----- Brano -----
Una perfetta felicità di James Salter

Ho letto Una felicità perfetta di James Salter, edito da Guanda, con calma senza darmi tempi serrati per apprezzare pienamente una scrittura poetica e pungente, paesaggi magnifici e una storia malinconica in cui il passato conta meno del presente. 

Ad esser sincera alcuni passaggi li avrei tagliati, risultano un po’ ridondanti. Nulla di grave, però. Salter narra con coinvolgimento un dramma estenuante, fotografie sbiadite chiuse nei cassetti: la sua famiglia americana ha una data di scadenza. Come il latte.
----- Estratti di dati -----
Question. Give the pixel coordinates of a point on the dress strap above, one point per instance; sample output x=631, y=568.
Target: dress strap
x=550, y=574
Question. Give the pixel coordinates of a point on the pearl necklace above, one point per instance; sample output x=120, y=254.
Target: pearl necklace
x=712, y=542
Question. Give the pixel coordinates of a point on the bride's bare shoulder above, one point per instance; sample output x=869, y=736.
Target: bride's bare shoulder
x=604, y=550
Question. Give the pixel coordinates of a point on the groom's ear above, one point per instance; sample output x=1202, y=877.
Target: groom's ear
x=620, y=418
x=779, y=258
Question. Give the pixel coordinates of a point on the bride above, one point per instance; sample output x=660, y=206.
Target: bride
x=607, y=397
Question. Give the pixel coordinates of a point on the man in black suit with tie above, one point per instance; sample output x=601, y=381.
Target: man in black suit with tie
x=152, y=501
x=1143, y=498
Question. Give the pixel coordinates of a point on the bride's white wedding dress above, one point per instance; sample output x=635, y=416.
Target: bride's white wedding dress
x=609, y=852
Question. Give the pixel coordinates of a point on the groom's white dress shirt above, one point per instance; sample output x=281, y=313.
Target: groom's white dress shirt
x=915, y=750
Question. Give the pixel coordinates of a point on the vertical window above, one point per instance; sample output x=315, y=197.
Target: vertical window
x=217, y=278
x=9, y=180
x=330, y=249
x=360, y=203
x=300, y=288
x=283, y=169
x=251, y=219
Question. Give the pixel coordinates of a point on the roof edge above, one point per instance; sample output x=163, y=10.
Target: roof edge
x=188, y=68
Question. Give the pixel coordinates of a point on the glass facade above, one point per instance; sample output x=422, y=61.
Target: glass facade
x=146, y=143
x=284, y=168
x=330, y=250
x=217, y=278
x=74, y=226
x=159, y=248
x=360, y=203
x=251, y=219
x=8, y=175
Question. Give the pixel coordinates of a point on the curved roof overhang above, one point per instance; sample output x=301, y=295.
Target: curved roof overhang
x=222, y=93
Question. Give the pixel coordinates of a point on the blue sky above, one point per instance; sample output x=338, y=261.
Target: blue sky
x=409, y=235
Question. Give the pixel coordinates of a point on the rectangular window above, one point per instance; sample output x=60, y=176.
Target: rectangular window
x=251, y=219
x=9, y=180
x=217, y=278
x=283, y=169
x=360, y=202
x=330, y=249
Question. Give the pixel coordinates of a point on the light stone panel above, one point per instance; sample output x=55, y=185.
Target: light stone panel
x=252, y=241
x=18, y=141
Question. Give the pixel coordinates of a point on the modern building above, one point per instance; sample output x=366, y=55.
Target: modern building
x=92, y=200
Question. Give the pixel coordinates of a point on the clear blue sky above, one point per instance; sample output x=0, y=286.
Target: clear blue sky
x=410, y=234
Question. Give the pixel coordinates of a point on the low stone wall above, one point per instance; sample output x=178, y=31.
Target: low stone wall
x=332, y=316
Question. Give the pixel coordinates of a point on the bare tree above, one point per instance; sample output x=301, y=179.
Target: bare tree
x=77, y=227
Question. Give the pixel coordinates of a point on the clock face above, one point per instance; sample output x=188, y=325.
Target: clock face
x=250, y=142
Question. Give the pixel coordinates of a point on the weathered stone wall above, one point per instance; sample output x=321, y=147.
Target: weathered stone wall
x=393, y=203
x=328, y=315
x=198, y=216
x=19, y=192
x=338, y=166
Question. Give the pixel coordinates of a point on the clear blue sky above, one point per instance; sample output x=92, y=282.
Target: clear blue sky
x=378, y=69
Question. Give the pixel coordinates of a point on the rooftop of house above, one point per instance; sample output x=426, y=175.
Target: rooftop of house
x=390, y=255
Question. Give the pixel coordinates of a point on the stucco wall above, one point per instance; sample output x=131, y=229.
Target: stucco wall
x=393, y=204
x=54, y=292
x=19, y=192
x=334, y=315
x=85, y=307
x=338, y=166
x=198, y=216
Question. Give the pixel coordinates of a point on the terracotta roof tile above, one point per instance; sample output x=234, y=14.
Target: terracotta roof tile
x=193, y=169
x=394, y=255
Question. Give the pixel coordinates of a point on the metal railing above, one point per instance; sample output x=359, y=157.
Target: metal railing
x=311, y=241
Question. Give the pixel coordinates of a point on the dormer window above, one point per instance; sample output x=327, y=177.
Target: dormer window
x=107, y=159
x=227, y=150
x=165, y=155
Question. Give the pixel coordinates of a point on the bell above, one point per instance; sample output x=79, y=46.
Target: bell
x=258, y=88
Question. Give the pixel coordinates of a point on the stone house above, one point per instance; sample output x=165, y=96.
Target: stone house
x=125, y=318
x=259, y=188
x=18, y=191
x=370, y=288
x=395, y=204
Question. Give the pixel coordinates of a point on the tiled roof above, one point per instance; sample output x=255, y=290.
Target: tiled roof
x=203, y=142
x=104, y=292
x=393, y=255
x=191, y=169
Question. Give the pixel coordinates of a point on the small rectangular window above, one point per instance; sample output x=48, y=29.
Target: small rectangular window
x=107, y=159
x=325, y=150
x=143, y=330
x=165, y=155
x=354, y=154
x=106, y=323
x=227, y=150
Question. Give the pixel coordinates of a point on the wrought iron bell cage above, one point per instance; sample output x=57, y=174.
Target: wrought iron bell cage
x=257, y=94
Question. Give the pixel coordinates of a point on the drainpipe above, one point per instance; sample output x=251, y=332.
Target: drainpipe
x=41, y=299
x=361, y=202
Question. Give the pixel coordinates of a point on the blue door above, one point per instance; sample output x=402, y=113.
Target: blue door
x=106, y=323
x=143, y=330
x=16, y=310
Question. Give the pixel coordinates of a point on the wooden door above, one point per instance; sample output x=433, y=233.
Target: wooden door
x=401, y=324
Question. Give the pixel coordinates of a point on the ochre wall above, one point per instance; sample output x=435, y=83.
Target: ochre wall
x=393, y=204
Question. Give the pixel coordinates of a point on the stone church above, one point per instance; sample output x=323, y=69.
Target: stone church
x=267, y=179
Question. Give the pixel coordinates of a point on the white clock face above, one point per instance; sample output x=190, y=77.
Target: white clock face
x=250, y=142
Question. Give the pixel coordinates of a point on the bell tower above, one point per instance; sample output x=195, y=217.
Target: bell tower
-----
Attività da svolgere:
(1) Traduci in inglese questa frase del brano: «Ad esser sincera alcuni passaggi li avrei tagliati, risultano un po’ ridondanti.»
(2) Riporta senza modifiche il tratto del brano che comincia con "Ho letto Una" e prosegue fino a "Come il latte.".

Risposte alle attività:
(1) To be honest, I would have cut some passages; they come across as a little redundant.

(2)
Ho letto Una felicità perfetta di James Salter, edito da Guanda, con calma senza darmi tempi serrati per apprezzare pienamente una scrittura poetica e pungente, paesaggi magnifici e una storia malinconica in cui il passato conta meno del presente. 

Ad esser sincera alcuni passaggi li avrei tagliati, risultano un po’ ridondanti. Nulla di grave, però. Salter narra con coinvolgimento un dramma estenuante, fotografie sbiadite chiuse nei cassetti: la sua famiglia americana ha una data di scadenza. Come il latte.